— begin ARTICLE —
What do you think? I wonder if I can lower it even further. I will try to find an extra light spring kit for it and rebuild it with new seals. I guess these were super plush forks. I will also powder coat it the lowers to match the frame.

Were all the 80mm forks of that era about the same axle to crown?


----------



## snowbeaverking (Nov 9, 2009)

The trek kids bikes compoents are so heavy because they are all intended to get a large range of cockpit change as your child gets bigger. for example the crank arms have 2 sets of pedal holes to extend the arm length as your kids legs grow they call it dialed geometry great idea and even with them the are fairly competive with other manufactures weights. Kids bikes are just heavy unless you are willing to drop a grand or more for a bike that will be grown out of in a couple of years and for the majority of parents out there that just seems wastefull

You are going about it the right way if you want my 2 cents


----------



## GrayJay (May 16, 2011)
— end ARTICLE —
— begin GIVEN ENTRIES —
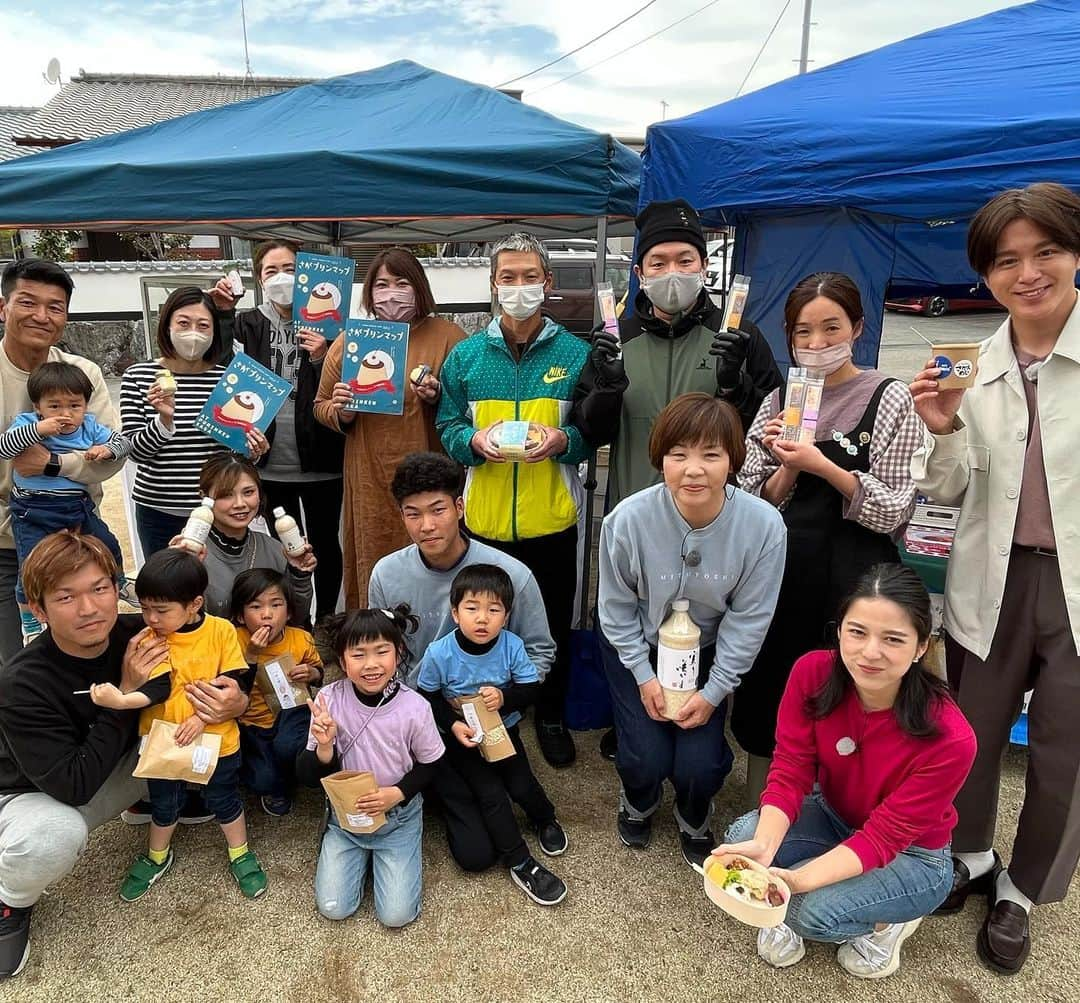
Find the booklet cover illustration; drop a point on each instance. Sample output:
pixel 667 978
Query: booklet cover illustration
pixel 322 294
pixel 247 396
pixel 373 365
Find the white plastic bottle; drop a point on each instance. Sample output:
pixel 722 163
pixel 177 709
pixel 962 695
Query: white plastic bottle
pixel 197 529
pixel 678 652
pixel 287 531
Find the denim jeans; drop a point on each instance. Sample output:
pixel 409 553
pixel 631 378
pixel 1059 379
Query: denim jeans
pixel 35 516
pixel 696 760
pixel 268 755
pixel 393 853
pixel 913 885
pixel 221 795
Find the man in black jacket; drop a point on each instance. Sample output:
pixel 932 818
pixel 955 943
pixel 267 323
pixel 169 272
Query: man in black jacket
pixel 66 763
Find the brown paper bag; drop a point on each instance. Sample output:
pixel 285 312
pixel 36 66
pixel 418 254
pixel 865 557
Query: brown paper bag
pixel 342 788
pixel 496 743
pixel 281 693
pixel 160 758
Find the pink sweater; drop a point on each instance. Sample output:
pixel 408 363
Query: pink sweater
pixel 894 790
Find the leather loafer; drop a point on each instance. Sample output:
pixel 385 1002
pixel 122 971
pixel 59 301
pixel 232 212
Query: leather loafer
pixel 963 885
pixel 1004 940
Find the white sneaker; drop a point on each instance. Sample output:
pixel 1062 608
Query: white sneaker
pixel 876 954
pixel 780 946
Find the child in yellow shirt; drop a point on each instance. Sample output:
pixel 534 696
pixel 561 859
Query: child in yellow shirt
pixel 171 587
pixel 262 607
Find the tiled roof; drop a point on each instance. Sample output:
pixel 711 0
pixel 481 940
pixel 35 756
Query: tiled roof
pixel 92 105
pixel 13 121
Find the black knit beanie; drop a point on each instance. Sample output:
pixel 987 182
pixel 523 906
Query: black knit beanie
pixel 660 222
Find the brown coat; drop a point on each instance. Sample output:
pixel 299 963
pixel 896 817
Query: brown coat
pixel 374 446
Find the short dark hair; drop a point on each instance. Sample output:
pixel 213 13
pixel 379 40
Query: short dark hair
pixel 422 472
pixel 262 249
pixel 835 286
pixel 698 419
pixel 251 584
pixel 1052 207
pixel 172 575
pixel 481 580
pixel 358 626
pixel 188 296
pixel 403 263
pixel 63 377
pixel 36 270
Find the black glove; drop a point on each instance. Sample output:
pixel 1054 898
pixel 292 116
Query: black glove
pixel 605 353
pixel 729 347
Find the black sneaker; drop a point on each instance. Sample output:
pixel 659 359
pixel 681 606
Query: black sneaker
pixel 697 849
pixel 555 743
pixel 539 883
pixel 15 939
pixel 552 838
pixel 633 832
pixel 609 744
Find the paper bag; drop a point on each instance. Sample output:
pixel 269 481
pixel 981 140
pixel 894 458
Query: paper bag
pixel 160 758
pixel 343 788
pixel 281 693
pixel 495 744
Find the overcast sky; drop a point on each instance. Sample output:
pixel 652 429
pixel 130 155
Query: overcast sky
pixel 696 64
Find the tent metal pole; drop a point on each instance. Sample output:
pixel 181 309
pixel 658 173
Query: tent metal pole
pixel 586 560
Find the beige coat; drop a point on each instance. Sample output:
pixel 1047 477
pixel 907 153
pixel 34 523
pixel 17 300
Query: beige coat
pixel 980 468
pixel 15 401
pixel 375 444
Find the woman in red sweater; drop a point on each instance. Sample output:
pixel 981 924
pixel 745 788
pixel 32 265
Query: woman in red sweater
pixel 866 855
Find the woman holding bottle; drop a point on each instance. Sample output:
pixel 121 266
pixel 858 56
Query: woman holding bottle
pixel 845 497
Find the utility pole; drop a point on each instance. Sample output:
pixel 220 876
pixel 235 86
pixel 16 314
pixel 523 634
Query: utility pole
pixel 805 52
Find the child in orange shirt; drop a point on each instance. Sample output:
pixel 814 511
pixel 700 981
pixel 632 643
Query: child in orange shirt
pixel 262 606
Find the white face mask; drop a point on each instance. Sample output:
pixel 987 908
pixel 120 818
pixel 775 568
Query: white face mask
pixel 279 288
pixel 674 292
pixel 828 360
pixel 191 344
pixel 521 301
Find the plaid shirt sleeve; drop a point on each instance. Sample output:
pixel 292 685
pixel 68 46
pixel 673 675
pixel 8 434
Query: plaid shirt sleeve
pixel 885 496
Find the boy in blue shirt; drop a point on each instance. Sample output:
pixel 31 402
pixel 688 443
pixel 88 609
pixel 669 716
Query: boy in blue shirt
pixel 482 659
pixel 45 503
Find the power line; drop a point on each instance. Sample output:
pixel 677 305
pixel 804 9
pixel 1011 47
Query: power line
pixel 768 38
pixel 585 45
pixel 648 38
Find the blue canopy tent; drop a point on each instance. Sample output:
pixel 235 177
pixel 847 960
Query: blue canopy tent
pixel 874 165
pixel 399 153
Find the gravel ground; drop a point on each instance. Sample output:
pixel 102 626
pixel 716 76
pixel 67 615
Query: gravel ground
pixel 635 924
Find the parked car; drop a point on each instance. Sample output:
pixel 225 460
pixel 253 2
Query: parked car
pixel 939 300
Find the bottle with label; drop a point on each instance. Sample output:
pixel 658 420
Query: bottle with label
pixel 287 531
pixel 197 529
pixel 678 653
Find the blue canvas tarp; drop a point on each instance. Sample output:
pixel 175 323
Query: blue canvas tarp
pixel 400 153
pixel 874 165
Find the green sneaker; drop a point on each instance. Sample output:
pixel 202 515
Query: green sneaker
pixel 142 875
pixel 251 878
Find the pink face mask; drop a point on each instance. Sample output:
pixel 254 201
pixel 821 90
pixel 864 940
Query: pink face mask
pixel 394 305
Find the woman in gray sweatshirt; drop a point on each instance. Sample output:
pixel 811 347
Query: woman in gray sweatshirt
pixel 699 538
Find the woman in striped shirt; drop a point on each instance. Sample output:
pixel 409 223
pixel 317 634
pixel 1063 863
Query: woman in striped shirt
pixel 160 423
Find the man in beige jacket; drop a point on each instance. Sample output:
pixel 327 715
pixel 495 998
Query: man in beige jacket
pixel 1006 451
pixel 34 303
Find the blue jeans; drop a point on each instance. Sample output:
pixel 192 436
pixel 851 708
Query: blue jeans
pixel 36 515
pixel 156 528
pixel 913 885
pixel 696 760
pixel 221 795
pixel 393 854
pixel 268 755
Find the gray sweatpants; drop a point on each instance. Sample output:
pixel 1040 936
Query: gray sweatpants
pixel 41 838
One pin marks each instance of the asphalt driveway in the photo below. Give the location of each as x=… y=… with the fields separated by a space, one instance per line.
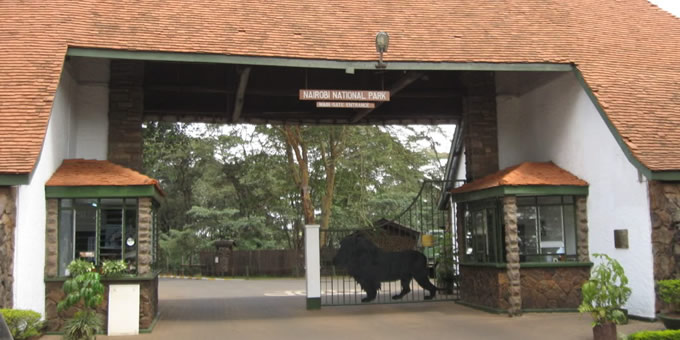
x=275 y=309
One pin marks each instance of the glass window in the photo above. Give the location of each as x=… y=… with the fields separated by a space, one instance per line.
x=97 y=230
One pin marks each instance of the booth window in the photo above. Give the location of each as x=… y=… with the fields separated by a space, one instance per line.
x=546 y=230
x=96 y=230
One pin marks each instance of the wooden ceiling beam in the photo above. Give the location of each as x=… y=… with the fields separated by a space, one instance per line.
x=402 y=83
x=240 y=94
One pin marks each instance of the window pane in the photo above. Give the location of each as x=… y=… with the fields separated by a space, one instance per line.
x=552 y=238
x=526 y=228
x=65 y=240
x=480 y=235
x=131 y=237
x=110 y=240
x=526 y=200
x=86 y=229
x=550 y=200
x=570 y=229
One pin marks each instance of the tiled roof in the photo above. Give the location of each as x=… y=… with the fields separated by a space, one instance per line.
x=627 y=51
x=524 y=174
x=86 y=172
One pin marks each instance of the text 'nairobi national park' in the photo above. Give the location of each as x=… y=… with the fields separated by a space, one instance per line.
x=345 y=95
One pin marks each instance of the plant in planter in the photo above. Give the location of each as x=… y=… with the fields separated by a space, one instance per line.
x=604 y=295
x=111 y=268
x=669 y=292
x=84 y=291
x=22 y=324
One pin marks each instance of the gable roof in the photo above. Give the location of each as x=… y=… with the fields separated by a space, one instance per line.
x=627 y=51
x=524 y=174
x=93 y=173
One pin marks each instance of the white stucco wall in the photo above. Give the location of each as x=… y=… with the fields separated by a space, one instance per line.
x=64 y=137
x=558 y=122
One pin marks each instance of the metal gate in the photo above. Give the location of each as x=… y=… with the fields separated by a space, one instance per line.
x=421 y=227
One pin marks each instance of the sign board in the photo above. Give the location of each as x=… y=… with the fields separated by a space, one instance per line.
x=346 y=105
x=345 y=95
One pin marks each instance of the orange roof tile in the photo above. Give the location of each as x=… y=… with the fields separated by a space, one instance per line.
x=87 y=172
x=627 y=51
x=524 y=174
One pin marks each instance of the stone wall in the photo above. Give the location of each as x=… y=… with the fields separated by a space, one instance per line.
x=481 y=126
x=126 y=107
x=484 y=286
x=145 y=225
x=7 y=225
x=557 y=287
x=148 y=306
x=664 y=198
x=52 y=238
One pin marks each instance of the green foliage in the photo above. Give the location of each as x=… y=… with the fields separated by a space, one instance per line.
x=655 y=335
x=606 y=292
x=669 y=292
x=83 y=286
x=23 y=324
x=84 y=325
x=113 y=267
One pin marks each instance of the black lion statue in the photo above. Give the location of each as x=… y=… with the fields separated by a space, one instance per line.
x=370 y=265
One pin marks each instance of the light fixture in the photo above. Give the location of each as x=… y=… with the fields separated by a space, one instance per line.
x=382 y=41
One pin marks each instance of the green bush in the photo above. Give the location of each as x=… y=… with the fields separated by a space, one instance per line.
x=656 y=335
x=23 y=324
x=669 y=292
x=606 y=292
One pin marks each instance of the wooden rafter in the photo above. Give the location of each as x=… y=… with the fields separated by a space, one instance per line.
x=240 y=94
x=402 y=83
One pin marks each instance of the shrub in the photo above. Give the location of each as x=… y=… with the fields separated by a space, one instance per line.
x=656 y=335
x=84 y=325
x=669 y=292
x=606 y=292
x=114 y=268
x=23 y=324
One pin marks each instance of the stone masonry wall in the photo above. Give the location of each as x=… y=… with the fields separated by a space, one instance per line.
x=7 y=225
x=664 y=198
x=52 y=238
x=480 y=124
x=512 y=255
x=553 y=287
x=126 y=107
x=145 y=225
x=484 y=286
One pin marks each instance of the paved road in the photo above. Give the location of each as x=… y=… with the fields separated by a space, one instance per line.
x=272 y=309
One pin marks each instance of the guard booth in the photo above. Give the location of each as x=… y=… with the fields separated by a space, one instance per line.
x=99 y=211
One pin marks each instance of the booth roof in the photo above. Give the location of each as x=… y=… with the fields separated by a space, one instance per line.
x=89 y=173
x=524 y=174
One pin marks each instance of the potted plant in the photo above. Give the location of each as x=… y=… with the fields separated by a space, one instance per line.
x=669 y=292
x=84 y=291
x=604 y=295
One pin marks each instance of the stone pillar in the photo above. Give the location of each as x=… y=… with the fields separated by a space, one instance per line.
x=512 y=255
x=145 y=230
x=313 y=266
x=481 y=127
x=52 y=238
x=582 y=229
x=126 y=107
x=7 y=225
x=664 y=199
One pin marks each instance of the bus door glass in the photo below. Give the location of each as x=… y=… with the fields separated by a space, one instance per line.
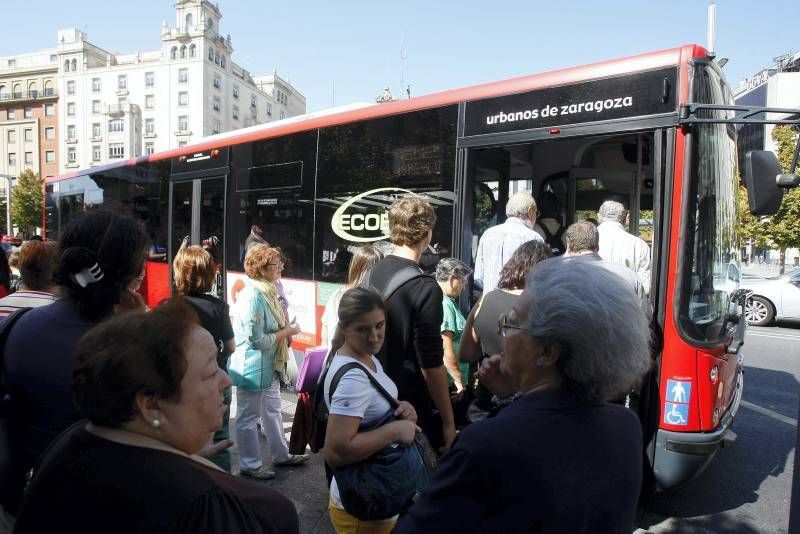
— end GIVEN ENTRIES —
OBJECTIVE: Reproduce the forum thread verbatim, starting at the words "What do you" and stopping after "(Nov 9, 2009)".

PROBLEM SOLUTION:
What do you think? I wonder if I can lower it even further. I will try to find an extra light spring kit for it and rebuild it with new seals. I guess these were super plush forks. I will also powder coat it the lowers to match the frame.

Were all the 80mm forks of that era about the same axle to crown?


----------



## snowbeaverking (Nov 9, 2009)